• **TASK**
When you reproduce the listing, keep every word as it is and drop the pictures.
-.-.-
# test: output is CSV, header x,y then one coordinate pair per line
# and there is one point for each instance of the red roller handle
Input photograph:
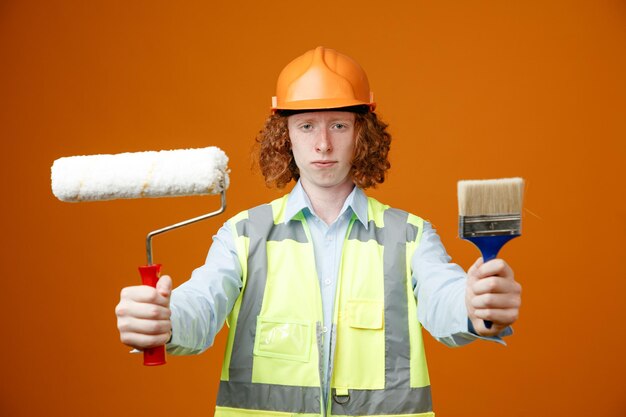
x,y
150,276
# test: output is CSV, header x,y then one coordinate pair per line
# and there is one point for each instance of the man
x,y
324,289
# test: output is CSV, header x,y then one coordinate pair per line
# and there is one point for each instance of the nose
x,y
323,144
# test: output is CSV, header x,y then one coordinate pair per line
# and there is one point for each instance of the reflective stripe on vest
x,y
262,227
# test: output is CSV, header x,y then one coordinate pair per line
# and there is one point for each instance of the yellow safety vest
x,y
272,364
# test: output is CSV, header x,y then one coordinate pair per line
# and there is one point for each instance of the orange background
x,y
471,89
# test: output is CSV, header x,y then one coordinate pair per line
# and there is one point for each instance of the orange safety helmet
x,y
322,79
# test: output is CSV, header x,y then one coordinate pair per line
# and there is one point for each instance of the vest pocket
x,y
283,339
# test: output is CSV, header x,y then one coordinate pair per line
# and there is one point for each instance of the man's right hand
x,y
143,314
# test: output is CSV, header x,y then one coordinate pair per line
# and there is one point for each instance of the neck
x,y
327,202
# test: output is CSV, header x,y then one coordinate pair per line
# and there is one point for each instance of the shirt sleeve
x,y
439,287
200,305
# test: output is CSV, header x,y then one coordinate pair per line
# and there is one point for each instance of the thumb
x,y
473,270
164,286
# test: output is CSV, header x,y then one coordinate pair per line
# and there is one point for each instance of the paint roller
x,y
170,173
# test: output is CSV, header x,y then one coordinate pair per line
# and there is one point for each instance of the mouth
x,y
323,163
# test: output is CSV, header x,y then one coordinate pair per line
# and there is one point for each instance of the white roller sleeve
x,y
140,174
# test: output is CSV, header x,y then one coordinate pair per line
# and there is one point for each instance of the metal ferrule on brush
x,y
491,225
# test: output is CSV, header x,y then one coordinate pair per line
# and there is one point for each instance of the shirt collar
x,y
298,201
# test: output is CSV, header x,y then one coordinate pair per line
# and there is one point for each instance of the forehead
x,y
325,115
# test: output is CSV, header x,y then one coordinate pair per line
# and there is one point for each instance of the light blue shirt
x,y
200,305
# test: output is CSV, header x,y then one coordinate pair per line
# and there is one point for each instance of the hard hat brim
x,y
321,104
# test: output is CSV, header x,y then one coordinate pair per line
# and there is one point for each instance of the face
x,y
323,146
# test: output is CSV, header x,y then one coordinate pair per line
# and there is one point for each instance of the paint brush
x,y
490,214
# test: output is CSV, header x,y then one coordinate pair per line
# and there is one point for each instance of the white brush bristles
x,y
140,174
489,197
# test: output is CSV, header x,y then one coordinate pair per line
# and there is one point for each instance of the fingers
x,y
143,314
492,294
143,341
142,311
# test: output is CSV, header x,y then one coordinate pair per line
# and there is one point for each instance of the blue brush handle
x,y
489,246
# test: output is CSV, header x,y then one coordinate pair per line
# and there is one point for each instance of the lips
x,y
323,163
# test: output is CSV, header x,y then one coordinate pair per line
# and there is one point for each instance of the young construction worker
x,y
325,290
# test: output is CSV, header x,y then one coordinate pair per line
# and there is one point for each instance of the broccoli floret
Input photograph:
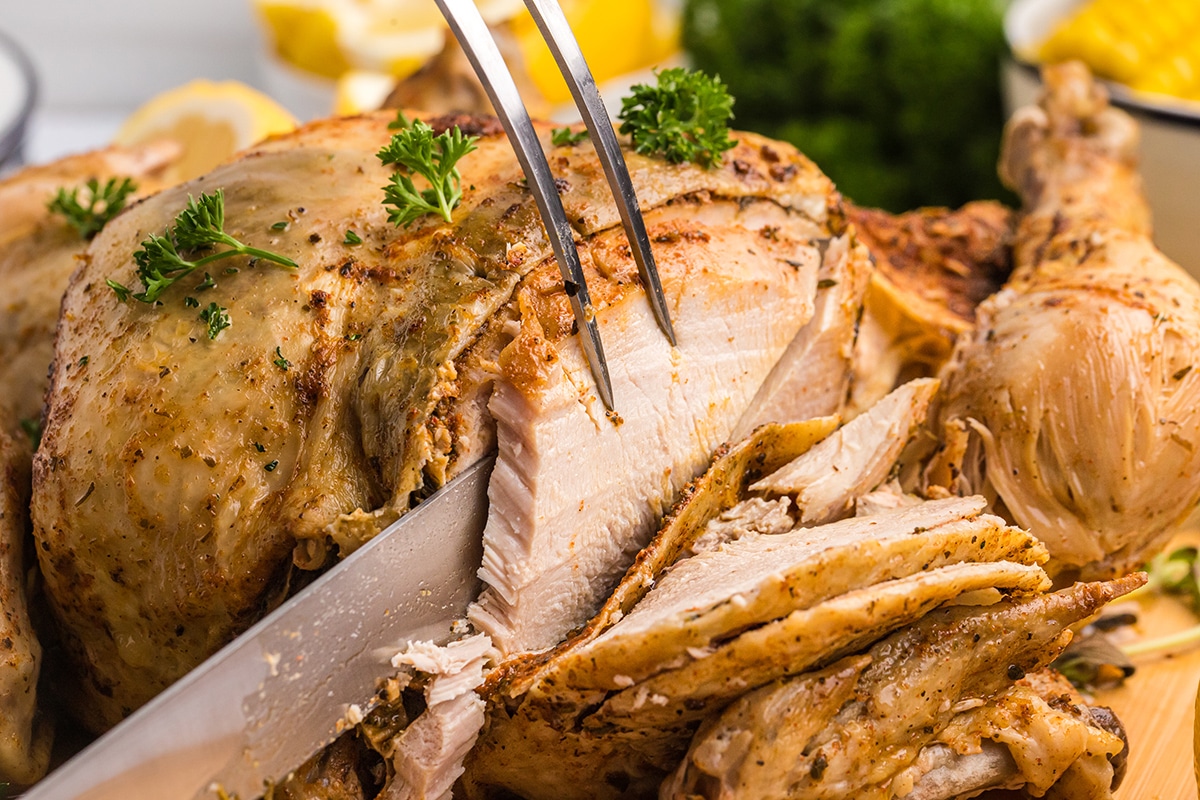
x,y
897,100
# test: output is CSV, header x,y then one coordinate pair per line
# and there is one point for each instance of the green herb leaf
x,y
100,204
199,227
217,319
1176,573
417,151
400,122
564,138
1092,661
684,118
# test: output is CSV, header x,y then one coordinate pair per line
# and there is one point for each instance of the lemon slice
x,y
211,120
360,90
617,36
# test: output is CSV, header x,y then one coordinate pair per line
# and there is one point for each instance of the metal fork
x,y
477,41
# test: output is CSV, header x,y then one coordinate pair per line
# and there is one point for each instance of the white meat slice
x,y
430,751
803,639
813,378
757,578
855,459
576,493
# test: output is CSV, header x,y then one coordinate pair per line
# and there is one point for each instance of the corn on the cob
x,y
1151,46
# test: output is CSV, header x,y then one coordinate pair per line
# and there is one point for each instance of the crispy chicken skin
x,y
183,479
39,251
1075,400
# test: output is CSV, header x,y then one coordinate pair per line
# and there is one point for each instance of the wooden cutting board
x,y
1157,707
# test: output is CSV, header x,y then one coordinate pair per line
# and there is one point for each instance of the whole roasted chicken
x,y
203,452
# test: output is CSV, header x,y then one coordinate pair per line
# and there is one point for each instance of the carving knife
x,y
279,693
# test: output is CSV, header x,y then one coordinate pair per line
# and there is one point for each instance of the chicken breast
x,y
1096,328
25,734
185,482
39,251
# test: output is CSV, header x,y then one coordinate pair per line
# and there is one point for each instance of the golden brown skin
x,y
1078,390
39,251
25,735
933,268
181,477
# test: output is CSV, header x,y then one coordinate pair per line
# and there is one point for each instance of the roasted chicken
x,y
1075,402
185,482
808,653
39,251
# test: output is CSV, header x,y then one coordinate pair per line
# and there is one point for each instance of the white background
x,y
97,60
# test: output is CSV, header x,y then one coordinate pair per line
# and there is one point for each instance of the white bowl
x,y
18,89
1170,131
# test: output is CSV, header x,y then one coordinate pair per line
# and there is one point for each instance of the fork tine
x,y
477,41
558,35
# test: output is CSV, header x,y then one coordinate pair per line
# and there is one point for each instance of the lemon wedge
x,y
210,120
617,36
360,90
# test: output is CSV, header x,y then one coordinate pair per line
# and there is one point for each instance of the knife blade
x,y
275,696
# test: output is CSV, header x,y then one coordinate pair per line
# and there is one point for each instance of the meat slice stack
x,y
753,654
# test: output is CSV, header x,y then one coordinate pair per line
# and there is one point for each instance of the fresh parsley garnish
x,y
564,138
414,150
684,118
199,227
216,318
93,211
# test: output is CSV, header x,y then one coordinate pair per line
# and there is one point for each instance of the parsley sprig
x,y
99,204
198,228
414,150
684,118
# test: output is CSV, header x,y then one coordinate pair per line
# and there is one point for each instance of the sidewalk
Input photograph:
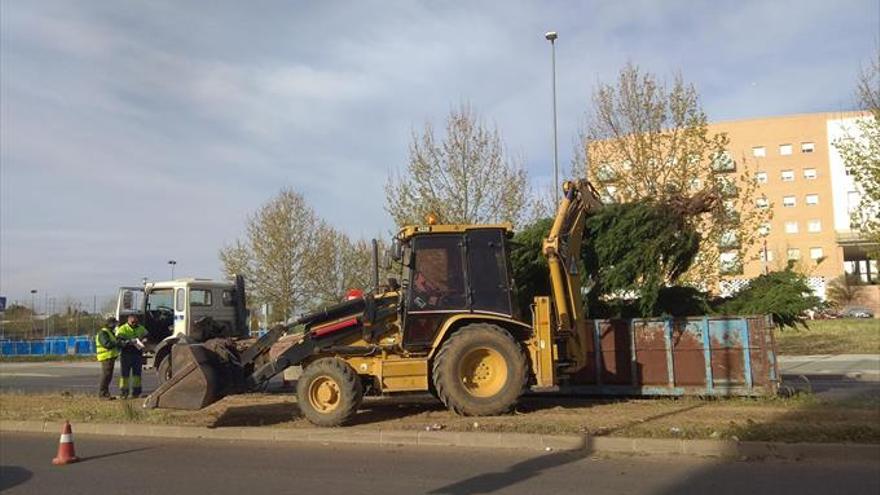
-.-.-
• **TASK OUTPUT**
# test: output is CSV, header x,y then one coordinate pair per line
# and there is one point for each instance of the red roller handle
Input photograph:
x,y
150,276
# test: output is CSV, header x,y then one coordinate pair per line
# and there is one point for each instance of the man
x,y
324,289
# test: output is CSV, header x,y then one coordinate pair per line
# and there is one point for each instance of the nose
x,y
323,144
# test: output is CSV, header x,y then one coordinate pair per line
# and there is one point for each instance of the reflective stripe on vest
x,y
262,227
# test: output is CSV, header x,y then one coordinate pair per line
# and there is one point for each instance of the yellow safety vest
x,y
272,364
# test: output is CSV, header x,y then one coordinate pair per line
# and there is one point for each instance of the orange background
x,y
471,89
# test: output is CSV, header x,y then one coordinate pair per line
# and there is one point for each instance of the orange safety helmet
x,y
322,79
# test: output is CSV, header x,y then one coordinate pair per line
# and there is one point for each instance of the vest pocket
x,y
283,339
# test: output is CSV, header x,y then one coordinate pair per line
# and there is one point for each instance of the man's right hand
x,y
143,314
# test: output is CSV, header x,y then one coordinate pair per line
# and there is one point for each instance of the neck
x,y
327,202
# test: output is CSV, header x,y then one coordinate pair per line
# and there is one point for each instance of the shirt sleeve
x,y
439,287
200,305
# test: output is CSV, header x,y then one coordinate pair per line
# and there is one point for each instance of the thumb
x,y
473,270
164,286
# test: output is CSV, header x,y then one coordinate pair per line
# and there is one point for each instance of the paint roller
x,y
170,173
# test: output is CSV, header x,y then one coordinate pair per line
# and there is one point for each instance of the mouth
x,y
323,163
# test: output is CSV, header x,y then one coordinate pair per line
# and there is one point for each instance of the white roller sleeve
x,y
140,174
# test: output is CSV, header x,y then one coordinate pair per line
# and there is one point for each instance of the metal ferrule on brush
x,y
491,225
# test: output is CSV, header x,y then one coordinate pair per line
# and there is one point for each instance of the shirt collar
x,y
298,201
# test: output is CSV, header x,y then one coordinate pair per line
# and there is one point for each instance of the forehead
x,y
325,115
# test: output is CSV, header x,y then one coordinate pair per line
# and there is one point for each instance of the light blue shirt
x,y
200,305
# test: output is CSV, header x,y then one coordinate pair per line
# and there is one point for each instance of the hard hat brim
x,y
321,104
# test: output is CSV, header x,y then one coordinate pair per line
# and there is one point for each instance of the face
x,y
323,146
# test: output is CSV, header x,y then one coordinate pair per line
# and there is one point for each instance of the paint brush
x,y
490,214
# test: output is CSV, header x,y then one coordinate pair per line
# and there is one point for each instance of the white brush bristles
x,y
140,174
489,197
# test: output is CSV, header x,y then one coordinate pair per line
# and there is one point for each instance of the fingers
x,y
143,314
492,294
143,341
142,311
# test: output is CSV, header x,y then one coordinate pair per line
# and there is one point for each instance of the blue brush handle
x,y
489,246
# test: output is CSV, header x,y then one coordinate pair per line
# and there is one point for each instance of the lips
x,y
323,163
# test: output is CSV, header x,y then one coordinate pair per line
# and there is one point for each instance of the young construction worker
x,y
325,290
# test: output is CSV, header x,y then one coordinate pair per line
# and there is one point for each instance of the broccoli floret
Input photograph:
x,y
897,100
# test: output is CSV, header x,y then one coordinate pair per line
# and there is one point for each instance of the green herb leaf
x,y
100,204
199,227
217,319
1176,573
417,151
400,122
564,138
1092,661
684,118
# test: output is CSV, header x,y then one coordinate pair per line
# and there is one point for each instance of the lemon slice
x,y
211,120
360,90
617,36
# test: output is CSV, header x,y then one coordinate pair per line
# and there is one point for each instance of the metal fork
x,y
477,41
# test: output is CSV, header x,y then one coordinate pair per line
# and there is one point for each instance of the white meat slice
x,y
430,751
803,639
813,378
757,578
855,459
576,493
# test: output is CSV, header x,y then one coordinate pair per line
# and there is one point for each instance of the corn on the cob
x,y
1151,46
# test: output is CSV, header x,y then one coordinate pair per line
# and there is one point for each instance of the crispy chicken skin
x,y
183,479
39,251
1075,400
# test: output is CSV, header x,y then one coordinate pair per line
# and there is one point for each instance of the wooden cutting board
x,y
1157,707
# test: output is CSV, header x,y then one coordinate pair per line
# and there is one point for each instance of the whole roasted chicken
x,y
203,452
# test: output is CSV, header x,y then one coordinate pair per line
# and there is one point for each instance of the carving knife
x,y
279,693
# test: output is CSV, header x,y then one coordinate pair per line
# and there is one point for each instance of the chicken breast
x,y
1096,328
25,734
185,482
39,251
# test: output is CSV, header x,y then one coordinate pair per line
# and there is one point for each instance of the golden brown skin
x,y
1078,390
39,251
25,735
933,268
181,477
# test: output is CSV, header x,y then one coordinate pair per line
# and there is one point for each instance of the roasted chicken
x,y
1075,402
185,482
808,653
39,251
# test: output is CSV, header x,y then one coordinate pair per line
# and there is one point for each instance of the white background
x,y
97,60
# test: output is CSV, header x,y then one coordinate pair per line
# and there is one point for each instance of the white bowl
x,y
18,89
1170,131
# test: output is CSV, header x,y then one coordinate pair per line
# and there is one point for each instance of the fork tine
x,y
477,41
558,35
# test: output is CSV, header x,y then one coordinate pair per line
# and there is one point for each instance of the lemon wedge
x,y
210,120
617,36
360,90
# test: output is CSV, header x,y then one coordinate pair per line
# and there is one point for each instance of the knife blade
x,y
275,696
# test: output is CSV, header x,y then one coordinate pair per line
# and there is one point for each instance of the meat slice stack
x,y
753,654
# test: output is CSV, header x,y then one coordinate pair per line
# and there is one point for each instance of the fresh parsley garnish
x,y
564,138
414,150
684,118
199,227
216,318
93,211
# test: output is CSV, header x,y then one coordinate pair per line
# and there is one point for each instance of the parsley sprig
x,y
99,204
198,228
414,150
684,118
# test: output is CSV, header x,y then one coordinate pair per line
# and there is one point for each instance of the sidewalk
Input photograph:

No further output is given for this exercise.